Happy, Healthy Aging

The media constantly encourages us to contribute to a 401K at work, open an IRA, and start saving and investing as much as possible to prepare for a happy retirement and old age. We need to make the same kind of steady investment in our health and wellbeing. Good health in old age is not achieved all at once. It is the result of years of healthy habits. 

The aging process begins soon after we reach adulthood, but we do not begin to notice its effects until sometime in our 50s. Wear and tear gradually makes our bodies less efficient and less resilient. By being aware of the aging process, we can make a conscious effort to compensate for the changes taking place in our bodies, and continue to enjoy freedom and flexibility well into old age. 

Loss of muscle mass - Beginning in your 30s, your body loses as much as 3% to 5% of its muscle mass every decade. You can slow this process by continuing to be physically active.

Weight gain - As muscle mass decreases, fat tends to increase. Your metabolism slows, and you do not burn calories as efficiently. Even your heart and liver burn fewer calories. In her fifties, an average woman requires approximately 300-500 fewer calories per day than she did in her twenties to maintain the same body weight. As you age, you have to eat smaller portions and eat smarter to manage your weight. Being overweight is a factor in other health risks, including high blood pressure and cardiovascular disease.

Insulin resistance - As the body ages, insulin regulates blood sugar less efficiently. Higher levels of glucose in the blood are associated with tissue damage, memory loss, and sometimes the onset of diabetes. 

Osteoporosis - As levels of certain hormones decline, bone loss increases. Fragile bones can fracture easily, resulting in disability and limited movement.

Many of these effects of aging can be managed by exercising regularly and maintaining a healthy weight. Do you spend hours every day seated at a desk, or on a couch? The effects of being sedentary accumulate over the years. In addition to the recommended 150 minutes of exercise every week, look for opportunities to be active throughout the day. Aerobics, yoga, and weight-bearing exercise help maintain muscle mass, strengthen bones, and keep you flexible.

Stored dataset items:

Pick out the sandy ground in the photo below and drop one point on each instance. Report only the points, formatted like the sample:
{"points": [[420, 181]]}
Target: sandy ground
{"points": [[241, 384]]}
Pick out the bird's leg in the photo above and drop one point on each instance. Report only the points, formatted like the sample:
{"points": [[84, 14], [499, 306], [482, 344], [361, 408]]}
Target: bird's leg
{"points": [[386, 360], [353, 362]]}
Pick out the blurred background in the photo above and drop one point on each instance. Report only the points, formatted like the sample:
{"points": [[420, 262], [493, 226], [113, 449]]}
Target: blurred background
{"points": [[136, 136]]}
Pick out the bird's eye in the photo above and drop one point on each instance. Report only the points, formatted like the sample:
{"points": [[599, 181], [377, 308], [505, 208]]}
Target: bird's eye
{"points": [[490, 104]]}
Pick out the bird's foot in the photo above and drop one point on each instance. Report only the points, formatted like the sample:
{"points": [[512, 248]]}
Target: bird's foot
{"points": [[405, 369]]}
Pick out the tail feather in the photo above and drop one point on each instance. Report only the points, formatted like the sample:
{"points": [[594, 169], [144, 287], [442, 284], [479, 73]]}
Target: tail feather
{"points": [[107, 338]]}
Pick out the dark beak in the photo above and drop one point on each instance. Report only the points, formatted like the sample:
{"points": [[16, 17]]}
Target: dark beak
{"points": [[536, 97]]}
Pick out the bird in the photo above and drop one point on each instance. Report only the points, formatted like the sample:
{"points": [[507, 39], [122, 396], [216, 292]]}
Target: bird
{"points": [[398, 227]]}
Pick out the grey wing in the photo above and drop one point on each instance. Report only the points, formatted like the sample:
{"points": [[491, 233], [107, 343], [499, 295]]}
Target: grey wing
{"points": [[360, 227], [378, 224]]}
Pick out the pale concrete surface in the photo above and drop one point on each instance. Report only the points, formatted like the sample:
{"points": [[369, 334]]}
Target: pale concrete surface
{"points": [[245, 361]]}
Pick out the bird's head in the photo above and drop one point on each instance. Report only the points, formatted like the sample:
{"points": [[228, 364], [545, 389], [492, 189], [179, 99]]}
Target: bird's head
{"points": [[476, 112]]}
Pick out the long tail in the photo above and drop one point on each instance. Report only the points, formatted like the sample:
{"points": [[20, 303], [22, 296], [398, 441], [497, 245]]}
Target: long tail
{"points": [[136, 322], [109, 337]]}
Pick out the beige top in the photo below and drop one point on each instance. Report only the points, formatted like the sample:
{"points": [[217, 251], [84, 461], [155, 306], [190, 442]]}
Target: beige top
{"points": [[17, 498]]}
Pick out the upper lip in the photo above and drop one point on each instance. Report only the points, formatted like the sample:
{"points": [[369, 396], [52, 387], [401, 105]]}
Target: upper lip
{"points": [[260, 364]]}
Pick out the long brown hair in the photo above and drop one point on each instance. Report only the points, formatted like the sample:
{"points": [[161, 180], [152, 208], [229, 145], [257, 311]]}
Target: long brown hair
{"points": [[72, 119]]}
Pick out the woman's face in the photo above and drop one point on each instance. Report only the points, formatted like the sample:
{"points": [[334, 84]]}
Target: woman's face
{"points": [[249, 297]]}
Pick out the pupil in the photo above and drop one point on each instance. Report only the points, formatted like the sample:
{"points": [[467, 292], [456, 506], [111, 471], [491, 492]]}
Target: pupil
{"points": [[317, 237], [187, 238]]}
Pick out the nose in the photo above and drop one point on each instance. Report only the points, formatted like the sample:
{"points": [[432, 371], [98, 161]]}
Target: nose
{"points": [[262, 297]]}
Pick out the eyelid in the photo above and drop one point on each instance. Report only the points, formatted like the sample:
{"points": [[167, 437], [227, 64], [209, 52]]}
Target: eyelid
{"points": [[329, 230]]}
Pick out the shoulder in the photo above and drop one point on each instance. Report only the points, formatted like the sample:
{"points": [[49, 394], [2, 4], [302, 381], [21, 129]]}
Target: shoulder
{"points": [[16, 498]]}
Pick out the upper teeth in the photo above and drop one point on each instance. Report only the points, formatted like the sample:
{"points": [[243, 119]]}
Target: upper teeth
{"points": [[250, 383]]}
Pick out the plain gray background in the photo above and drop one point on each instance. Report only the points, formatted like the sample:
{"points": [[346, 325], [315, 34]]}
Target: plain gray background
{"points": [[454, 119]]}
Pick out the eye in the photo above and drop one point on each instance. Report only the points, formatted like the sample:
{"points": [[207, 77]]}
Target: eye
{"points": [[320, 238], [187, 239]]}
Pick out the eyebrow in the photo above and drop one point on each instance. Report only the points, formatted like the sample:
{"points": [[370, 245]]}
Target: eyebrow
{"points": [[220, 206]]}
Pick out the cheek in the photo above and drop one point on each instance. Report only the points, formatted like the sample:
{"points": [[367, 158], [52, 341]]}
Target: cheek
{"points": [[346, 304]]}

# AIM OF THE EXERCISE
Give again the part of the article on aging from "Insulin resistance - As" to "keep you flexible.", word for word. The rows are separate material and have no connection to the article on aging.

# RESULT OF THE TASK
Insulin resistance - As the body ages, insulin regulates blood sugar less efficiently. Higher levels of glucose in the blood are associated with tissue damage, memory loss, and sometimes the onset of diabetes. 

Osteoporosis - As levels of certain hormones decline, bone loss increases. Fragile bones can fracture easily, resulting in disability and limited movement.

Many of these effects of aging can be managed by exercising regularly and maintaining a healthy weight. Do you spend hours every day seated at a desk, or on a couch? The effects of being sedentary accumulate over the years. In addition to the recommended 150 minutes of exercise every week, look for opportunities to be active throughout the day. Aerobics, yoga, and weight-bearing exercise help maintain muscle mass, strengthen bones, and keep you flexible.